REQUIRED TASK: Print all entries precisely as they are written.

DATA SECTION:
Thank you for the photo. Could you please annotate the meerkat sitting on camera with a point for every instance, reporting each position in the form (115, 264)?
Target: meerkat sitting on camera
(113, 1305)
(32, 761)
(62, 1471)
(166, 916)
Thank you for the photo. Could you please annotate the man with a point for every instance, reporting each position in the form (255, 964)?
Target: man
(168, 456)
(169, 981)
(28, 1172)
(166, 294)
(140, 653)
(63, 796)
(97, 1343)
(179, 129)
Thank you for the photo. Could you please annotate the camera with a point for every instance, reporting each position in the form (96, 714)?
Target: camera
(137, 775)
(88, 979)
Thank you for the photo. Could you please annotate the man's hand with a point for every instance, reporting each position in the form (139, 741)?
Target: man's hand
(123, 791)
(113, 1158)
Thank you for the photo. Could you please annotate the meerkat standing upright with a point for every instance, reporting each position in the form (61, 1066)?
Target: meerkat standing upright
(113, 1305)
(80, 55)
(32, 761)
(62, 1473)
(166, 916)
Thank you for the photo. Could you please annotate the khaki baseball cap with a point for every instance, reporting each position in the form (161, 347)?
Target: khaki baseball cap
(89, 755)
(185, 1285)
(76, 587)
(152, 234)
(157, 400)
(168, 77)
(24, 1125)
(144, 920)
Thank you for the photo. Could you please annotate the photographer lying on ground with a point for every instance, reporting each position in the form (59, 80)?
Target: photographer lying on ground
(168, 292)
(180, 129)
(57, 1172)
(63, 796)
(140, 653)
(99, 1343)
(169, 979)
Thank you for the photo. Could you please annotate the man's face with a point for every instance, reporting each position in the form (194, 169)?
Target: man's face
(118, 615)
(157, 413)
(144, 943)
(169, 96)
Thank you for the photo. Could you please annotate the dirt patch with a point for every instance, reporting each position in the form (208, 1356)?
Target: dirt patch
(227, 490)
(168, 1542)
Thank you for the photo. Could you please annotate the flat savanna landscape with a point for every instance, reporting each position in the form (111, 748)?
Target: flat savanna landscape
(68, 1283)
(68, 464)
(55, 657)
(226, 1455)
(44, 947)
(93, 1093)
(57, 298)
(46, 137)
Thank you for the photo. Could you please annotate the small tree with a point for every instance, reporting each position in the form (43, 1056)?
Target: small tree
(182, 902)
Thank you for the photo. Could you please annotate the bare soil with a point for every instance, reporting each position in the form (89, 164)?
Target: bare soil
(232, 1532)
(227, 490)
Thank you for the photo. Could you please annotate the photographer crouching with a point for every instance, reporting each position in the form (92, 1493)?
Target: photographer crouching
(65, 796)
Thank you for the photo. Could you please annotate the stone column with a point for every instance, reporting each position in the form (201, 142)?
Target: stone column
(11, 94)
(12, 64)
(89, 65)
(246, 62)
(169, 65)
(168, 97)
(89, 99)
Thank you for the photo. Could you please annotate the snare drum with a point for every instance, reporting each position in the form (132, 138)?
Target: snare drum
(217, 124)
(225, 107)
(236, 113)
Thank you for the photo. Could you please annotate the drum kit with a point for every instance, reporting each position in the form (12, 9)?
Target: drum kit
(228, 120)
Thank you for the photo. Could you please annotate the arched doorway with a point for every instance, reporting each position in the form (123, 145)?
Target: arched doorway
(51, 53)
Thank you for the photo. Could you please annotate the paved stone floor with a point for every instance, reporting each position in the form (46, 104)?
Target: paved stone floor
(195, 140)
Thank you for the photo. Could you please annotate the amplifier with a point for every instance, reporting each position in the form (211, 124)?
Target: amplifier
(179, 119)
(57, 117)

ANSWER TO THE PROBLEM:
Thank you for the photo. Could you please annotate the meerkat sitting on camera with a point for every instance, reporting each position in the form (115, 264)?
Target: meerkat sitting on camera
(113, 1305)
(32, 761)
(62, 1471)
(166, 916)
Thank you for the photo. Could you please annotate the man with a point for every instance, reporting each position in the form (255, 964)?
Target: man
(168, 456)
(169, 981)
(28, 1172)
(166, 294)
(140, 653)
(63, 796)
(97, 1343)
(179, 129)
Thank you for the photo. Could you please annotate the camera with a point for every instance, reporting each position in the form (96, 714)?
Target: camera
(137, 775)
(88, 979)
Thank you for the photo. Could you please annotate the man's hand with a point for every instance, reporting each position in the form (139, 741)?
Target: man's hand
(123, 791)
(113, 1158)
Thank you for the photo. Could you please annotate the meerkat standing upright with a point for every instance, reporting each position in the form (61, 1066)?
Target: meerkat standing upright
(113, 1305)
(80, 55)
(32, 761)
(62, 1473)
(166, 916)
Thank you for the photo. Could you please annotate the khaki baseball cap with a point for every instance, reporting each position in the form (161, 347)?
Target: khaki baseball cap
(89, 755)
(185, 1285)
(76, 587)
(152, 234)
(157, 400)
(168, 77)
(24, 1125)
(144, 920)
Thank you for the photo. Could you please annotate the photographer lying on ground with a point for every instance, reporting each position in the form (59, 80)?
Target: photographer lying on ground
(168, 292)
(180, 129)
(57, 1172)
(63, 796)
(140, 653)
(99, 1343)
(169, 979)
Thank you for the photo. Could you please annotate the man's face with a point for every instance, reporting each position in the form (194, 169)?
Target: man's face
(118, 615)
(157, 413)
(144, 943)
(169, 96)
Thank you for the photo. Could you please annotate the dirt patch with a point for every instance, reporting each position in the form (208, 1356)?
Target: dirt patch
(227, 490)
(168, 1542)
Thank you for the photo. Could you please annotate the flat savanna landscape with a point for every instance, reporting each position in the form (111, 748)?
Target: flat savanna landscape
(68, 1283)
(68, 464)
(55, 657)
(226, 1455)
(44, 947)
(93, 1093)
(57, 298)
(46, 137)
Thank you for the photo. Could you please annotate the small tree with a point for every instance, reporting each position in the form (43, 1056)?
Target: small tree
(182, 902)
Thank you for the photo. Could you please annotate the bare soil with a point for every instance, reporting each position in the form (89, 164)?
Target: bare soil
(232, 1532)
(227, 490)
Thank you for the photo. Could you please annotate the photographer crouching with a point for every instance, reporting each position in the form (92, 1493)?
Target: photographer crouching
(65, 796)
Thank you for the photo. Could you please annotate the stone column with a point for every instance, reporting each position in the form (201, 142)?
Target: stone column
(11, 94)
(12, 64)
(89, 65)
(246, 62)
(169, 65)
(168, 97)
(89, 99)
Thank you for the photo. Could you please annotate the snare drum with a point for every instance, reporting each position in the form (132, 138)?
Target: snare drum
(217, 124)
(225, 107)
(236, 113)
Thank you for the photo. Could you please annotate the drum kit with a point for every instance, reporting each position in the form (12, 9)?
Target: drum kit
(228, 120)
Thank you for the photo. Could you please annotate the arched doorway with a point for every instance, reporting each position in the form (123, 145)?
Target: arched doorway
(51, 53)
Thank you for the photo. Could you please annotate the paved stone floor with a point for every instance, reporting each position in the form (46, 104)?
Target: paved stone floor
(195, 140)
Thank you for the photo. Could you please annotate the amplifier with a point for every instance, reporting each position in the form (211, 124)?
Target: amplifier
(179, 119)
(57, 117)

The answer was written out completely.